The tasks:
1. In the forum post comparing the LMU and Chapman film MFA programs, what is the approximate total tuition for LMU?
2. Say whether each statement agrees with the forum post comparing the LMU and Chapman film MFA programs. Answer yes or no for each, and quote the deciding words.
(a) The poster plans to study screenwriting.
(b) The poster says graduate students can get subsidized federal loans.
(c) LMU advertises its editing suites on its website.
3. List each distinct dollar amount that appears in the forum post comparing the LMU and Chapman film MFA programs.

# LMU vs Chapman Film School MFA



## xLorenzoM (Mar 25, 2018)

So I did a lot of extensive research on both schools since I and a lot of others got accepted into both programs. Here's what I've gotten from both schools as pros and cons:

*Tuition*

LMU (about $20k per year for 3 years) Approximately $60k in total
Chapman (about $42k per year for 2 years) Approximately $80k in total

LMU looks attractive here. 20k per year eases up costs if you're getting annual rewards for financial aid. Less overall for tuition = less student loan debt. Also, the max for an unsubsidized federal loan is about 20k (graduate students can't get subsidized loans from what I'm seeing) so you can cover your tuition with student loans and use grants and scholarships to go towards living expenses.

Chapman is out here robbing folks in broad daylight. 2 years seems cool so you can get your MFA out of the way but 3 years in the heart of LA for approx. 20k less makes this one kind of a no brainer.

*Facilities*

LMU's facilties seem a tad outdated. They're not exactly advertising their editing suites on their website and the equipment list looks antiquated. (I'm personally going for screenwriting so this isn't a huuuuge deal but I was definitely looking forward to getting a bit hands on).

Stored records:
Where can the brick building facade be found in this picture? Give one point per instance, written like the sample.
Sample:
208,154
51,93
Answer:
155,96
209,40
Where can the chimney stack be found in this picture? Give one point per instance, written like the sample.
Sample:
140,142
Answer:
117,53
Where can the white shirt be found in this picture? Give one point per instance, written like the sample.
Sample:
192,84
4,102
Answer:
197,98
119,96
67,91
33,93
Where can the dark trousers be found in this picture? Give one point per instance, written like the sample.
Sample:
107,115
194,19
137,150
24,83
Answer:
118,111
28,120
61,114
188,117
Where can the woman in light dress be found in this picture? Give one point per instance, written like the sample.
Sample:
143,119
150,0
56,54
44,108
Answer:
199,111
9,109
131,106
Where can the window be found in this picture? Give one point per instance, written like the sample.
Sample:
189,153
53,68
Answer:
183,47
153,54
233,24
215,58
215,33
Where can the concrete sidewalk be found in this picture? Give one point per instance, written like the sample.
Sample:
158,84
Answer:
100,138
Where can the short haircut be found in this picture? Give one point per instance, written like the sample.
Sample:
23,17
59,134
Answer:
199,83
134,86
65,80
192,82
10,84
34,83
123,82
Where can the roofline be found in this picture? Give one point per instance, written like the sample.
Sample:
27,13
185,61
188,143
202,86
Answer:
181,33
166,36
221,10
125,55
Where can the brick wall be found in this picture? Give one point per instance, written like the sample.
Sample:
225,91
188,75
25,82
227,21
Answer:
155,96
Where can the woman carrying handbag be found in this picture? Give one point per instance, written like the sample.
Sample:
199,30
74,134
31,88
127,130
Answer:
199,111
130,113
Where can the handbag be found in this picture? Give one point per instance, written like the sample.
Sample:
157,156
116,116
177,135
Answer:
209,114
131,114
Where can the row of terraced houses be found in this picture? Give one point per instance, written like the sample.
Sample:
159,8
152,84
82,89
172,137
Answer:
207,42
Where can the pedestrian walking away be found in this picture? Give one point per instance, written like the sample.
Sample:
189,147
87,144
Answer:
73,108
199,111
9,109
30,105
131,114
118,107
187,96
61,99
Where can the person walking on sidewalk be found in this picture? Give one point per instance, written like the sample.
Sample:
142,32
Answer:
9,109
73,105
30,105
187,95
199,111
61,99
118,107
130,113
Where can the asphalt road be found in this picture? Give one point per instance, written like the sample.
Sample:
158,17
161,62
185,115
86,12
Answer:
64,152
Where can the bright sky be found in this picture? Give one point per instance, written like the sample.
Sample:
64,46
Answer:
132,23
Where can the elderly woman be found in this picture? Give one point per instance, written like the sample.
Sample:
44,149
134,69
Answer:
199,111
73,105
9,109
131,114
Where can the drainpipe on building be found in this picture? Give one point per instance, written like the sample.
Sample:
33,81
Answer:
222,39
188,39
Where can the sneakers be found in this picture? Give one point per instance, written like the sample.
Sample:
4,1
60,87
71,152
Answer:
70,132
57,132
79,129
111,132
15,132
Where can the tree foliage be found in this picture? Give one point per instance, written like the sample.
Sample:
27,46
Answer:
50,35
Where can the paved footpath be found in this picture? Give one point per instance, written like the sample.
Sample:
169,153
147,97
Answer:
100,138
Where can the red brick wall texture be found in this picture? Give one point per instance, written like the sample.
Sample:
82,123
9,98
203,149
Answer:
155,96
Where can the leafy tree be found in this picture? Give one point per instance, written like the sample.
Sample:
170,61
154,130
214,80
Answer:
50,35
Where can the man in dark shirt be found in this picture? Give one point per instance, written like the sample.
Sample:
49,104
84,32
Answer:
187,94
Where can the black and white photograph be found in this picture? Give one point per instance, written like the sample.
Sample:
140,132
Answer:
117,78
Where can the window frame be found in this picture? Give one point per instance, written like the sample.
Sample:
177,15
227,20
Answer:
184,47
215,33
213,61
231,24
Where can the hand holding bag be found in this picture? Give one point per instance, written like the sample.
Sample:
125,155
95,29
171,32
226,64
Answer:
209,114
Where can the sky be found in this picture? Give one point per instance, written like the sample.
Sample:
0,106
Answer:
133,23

Exercise results:
1. Approximately $60k in total.

2.
(a) Yes: "I'm personally going for screenwriting"
(b) No: "graduate students can't get subsidized loans from what I'm seeing"
(c) No: "They're not exactly advertising their editing suites on their website"

3. $20k, $60k, $42k, $80k